The double side of procurement and the strength of partnerships take centre stage at AHI Days

28-04-2026

On day one of the Affordable Housing Initiative Days in Guimarães, Portugal, the conclusion that stood out was that delivering affordable homes in Europe will depend on finance, but also on smarter procurement and stronger partnerships.

Opening the seminar, Housing Europe President Marco Corradi said Europe is facing “a profound transformation of housing”, stretching from individual buildings to entire districts. His message was that housing must be understood as social infrastructure, requiring coordinated action from EU institutions, cities, providers, businesses and citizens alike. In his view, the current crisis can also become an opportunity to redesign neighbourhoods, services and cities around people’s real needs.

Procurement – the Good, the Bad and the Roadmap

That theme ran through the first session, where speakers argued that public procurement can no longer be treated as a purely legal or administrative process. Moderator Fernando Sigchos Jimenez from the European Builders Confederation noted that procurement is still too often approached as compliance rather than strategy, despite the fact that it shapes innovation, determines whether local companies can compete, and influences outcomes for communities.

The “Good”: success stories in public procurement

Examples from the ground showed what a more strategic approach can achieve. Chiara Stanghini presented the Milan experience, where four social housing towers are being renovated through industrialised methods inspired by the Energiesprong model and developed through the Offsite Hub Italy initiative. The approach combines modern methods of construction, prefabricated solutions and long-term planning to cut delivery times and improve performance. Residents are involved throughout the process, while projects integrate rooftop shared gardens and guaranteed thermal energy savings of at least 30%. She also pointed to the wider ambition: moving from one successful pilot to a toolbox that can help Milan procure renovation at scale and replicate the model in other cities including Rome, Naples, Vicenza and Brindisi. Her message captured the scale of the challenge ahead: “We need to renovate more than one home per minute.”

______________________________

> Exercise tasks
• A. Repeat word for word the part of the AHI Days article that begins at the words "That theme ran" and ends after the words "outcomes for communities.".
• B. Write what comes next in the AHI Days article, picking up right after its last sentence.
The records that come next aren't needed for anything here.

> Raw data
______________________________

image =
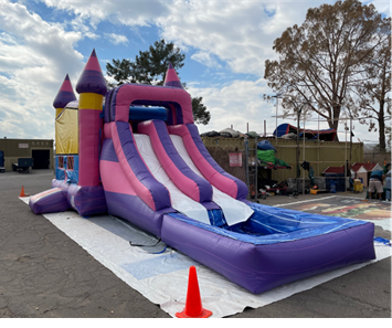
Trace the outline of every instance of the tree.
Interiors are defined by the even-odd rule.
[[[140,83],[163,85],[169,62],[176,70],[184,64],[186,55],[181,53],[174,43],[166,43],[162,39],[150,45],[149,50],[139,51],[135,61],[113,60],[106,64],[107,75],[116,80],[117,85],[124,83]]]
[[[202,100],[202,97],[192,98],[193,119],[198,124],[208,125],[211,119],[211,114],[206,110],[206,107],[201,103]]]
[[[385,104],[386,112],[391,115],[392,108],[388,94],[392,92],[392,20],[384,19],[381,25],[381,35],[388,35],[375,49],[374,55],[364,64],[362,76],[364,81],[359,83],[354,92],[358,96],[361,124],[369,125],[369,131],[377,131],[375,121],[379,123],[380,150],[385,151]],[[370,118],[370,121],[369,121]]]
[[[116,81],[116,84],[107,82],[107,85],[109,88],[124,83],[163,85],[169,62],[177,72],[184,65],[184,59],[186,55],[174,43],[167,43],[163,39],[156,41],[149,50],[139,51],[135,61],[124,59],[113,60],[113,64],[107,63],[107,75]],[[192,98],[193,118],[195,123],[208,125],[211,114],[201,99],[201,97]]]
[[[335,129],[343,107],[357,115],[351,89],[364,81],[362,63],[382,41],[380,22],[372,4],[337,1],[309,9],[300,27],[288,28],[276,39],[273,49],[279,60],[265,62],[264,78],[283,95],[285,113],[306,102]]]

______________________________

> Answers to the problems
• A.
That theme ran through the first session, where speakers argued that public procurement can no longer be treated as a purely legal or administrative process. Moderator Fernando Sigchos Jimenez from the European Builders Confederation noted that procurement is still too often approached as compliance rather than strategy, despite the fact that it shapes innovation, determines whether local companies can compete, and influences outcomes for communities.

• B.
From Bilbao, José Maria Escolástico showed how transparency and measurable social value can strengthen confidence in public investment. Alongside technical construction outcomes, the city also evaluates employment creation, gender equality and environmental criteria. In other words, procurement is being used not only to buy works, but to generate wider public value.

The “Bad”: practical struggles with procurement

However, the barriers remain substantial. Representing the Federal Association of German Housing and Real Estate Companies Associations (GdW), Özgur Öner brought the perspective of housing providers that work primarily with smaller construction firms rather than the big five major market players. His message was that many SMEs simply do not have the resources to dedicate staff to lengthy procurement procedures, particularly when outcomes are uncertain and bidding can feel “like winning the lottery”. He noted the growing list of expectations placed on contractors to be fast, cheap, responsible and innovative at once, while warning that excessive complexity risks excluding exactly the firms Europe needs to deliver renovation locally. He also pointed to the unfinished Single Market in construction. Crossing a border to build in another Member State often means entering a completely different legal reality, a risk many smaller firms are unwilling to take, he said.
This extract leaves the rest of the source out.